# Parts of the exercise
1 > Pick out each line of the records that contains the string "acanthus" and copy those lines.
2 > Carry on the passage about New Jersey's exclusion of corporate dividends from net income, starting right after its final sentence.

# Extract provided
· · · · ·

The critical question is whether the New Jersey Legislature intended to exclude from a corporation's net income base 100% of the dividends that it receives from an indirectly-owned subsidiary. We look first at the statutory language. It is a well-established principle of statutory construction that a court should follow the clear import of statutory language. Fedders Fin.Corp. v. Director, Div. of Taxation, 96 N.J. at 385, 476 A.2d 741. Neither N.J.S.A. 54:10A-4(k)(1) nor N.J.S.A. 54:10A-(4)(d) contains an express requirement of record ownership. Section 4(k)(1) refers to "ownership of investment" and section 4(d)(1) speaks in terms of "total combined voting power." Therefore, to aid in interpreting the statute, we look beyond the plain words of the statute to examine, first, the Legislature's purpose in adopting the 80%-of-ownership-of-investment requirement, and second, the ordinary and well-understood meaning of ownership in the corporate world. Such an examination discloses that the Legislature intended that the 80%-ownership test be satisfied by aggregating a corporate taxpayer's stock with that of its wholly-owned subsidiary in a dividend-paying subsidiary.

First, the terms used by the Legislature in N.J.S.A. 54:10A-4(k)(1), and in the pertinent part of N.J.S.A. 54:10A-4(d), all reflect the same objective. That objective, revealed in the first sentence of section 4(k)(1), is to provide relief from the potential double taxation that inheres in the taxation of corporate dividends received from a corporate subsidiary.

· · · · ·

# Exercise data

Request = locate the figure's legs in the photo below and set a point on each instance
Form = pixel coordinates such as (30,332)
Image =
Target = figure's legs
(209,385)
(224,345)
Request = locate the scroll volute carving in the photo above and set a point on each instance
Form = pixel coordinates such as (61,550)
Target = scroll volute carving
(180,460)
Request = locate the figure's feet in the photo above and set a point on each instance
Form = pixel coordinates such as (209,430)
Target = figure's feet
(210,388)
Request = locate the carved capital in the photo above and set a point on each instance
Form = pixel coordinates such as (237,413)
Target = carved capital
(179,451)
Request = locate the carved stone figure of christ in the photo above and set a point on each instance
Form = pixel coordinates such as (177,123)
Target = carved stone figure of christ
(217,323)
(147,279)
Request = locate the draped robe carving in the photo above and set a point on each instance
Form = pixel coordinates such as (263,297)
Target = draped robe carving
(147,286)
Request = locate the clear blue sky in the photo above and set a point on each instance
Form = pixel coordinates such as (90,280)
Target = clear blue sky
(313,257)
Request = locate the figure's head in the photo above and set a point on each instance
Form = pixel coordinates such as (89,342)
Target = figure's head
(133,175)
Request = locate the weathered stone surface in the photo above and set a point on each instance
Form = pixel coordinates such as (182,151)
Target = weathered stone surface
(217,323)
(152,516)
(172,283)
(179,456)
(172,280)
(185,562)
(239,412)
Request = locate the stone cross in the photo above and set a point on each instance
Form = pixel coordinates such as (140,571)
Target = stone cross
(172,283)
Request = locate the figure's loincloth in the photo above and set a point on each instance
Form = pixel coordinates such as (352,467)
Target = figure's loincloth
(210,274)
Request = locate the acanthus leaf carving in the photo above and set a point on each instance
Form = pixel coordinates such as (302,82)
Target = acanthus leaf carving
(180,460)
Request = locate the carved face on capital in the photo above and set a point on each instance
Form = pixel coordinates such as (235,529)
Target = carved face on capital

· · · · ·

# Answers to each task
1 >
Request = locate the acanthus leaf carving in the photo above and set a point on each instance
Target = acanthus leaf carving

2 >
The 1968 amendments to the Corporation Business Tax Act, L. 1968, c. 250, which provide for the 100% exclusion of subsidiary dividends and for the section 4(d) definition of subsidiary, were designed to implement the recommendations of the State Tax Policy Commission (the Commission). It is clear that a major concern of then-Governor Richard J. Hughes and the Commission was to remove impediments to New Jersey's economic growth. Among those impediments was the treatment "afforded corporations which do business in New Jersey but also have substantial investment in subsidiaries, especially foreign subsidiaries incorporated in foreign countries and in other states." Commission on State Tax Policy, The 12th Report at XV (1968). By letter to Senator Toolan, Governor Hughes requested the Commission to study a number of proposals, including a proposal to eliminate the "taxation of dividends received by a parent company from a subsidiary company ..." Letter from Governor Richard J. Hughes to Senator John E. Toolan (May 25th, 1967), reprinted in Commission on State Tax Policy, The 12th Report at 115. Moreover, the Governor requested the Commissioner "to review the New Jersey corporate tax structure, with particular reference to its effect on the location of corporate headquarters and their capital investment employment in the state." Commission on State Tax Policy, The 12th Report at 31. The Commission's Report found that two of the three significant areas of inequity in the corporate-tax law, as it stood prior to the amendments, were its treatment of subsidiary capital and subsidiary dividends. Id. at 44. It considered those two areas of inequity to be negative factors when corporations considered where to locate their headquarters. The Commission...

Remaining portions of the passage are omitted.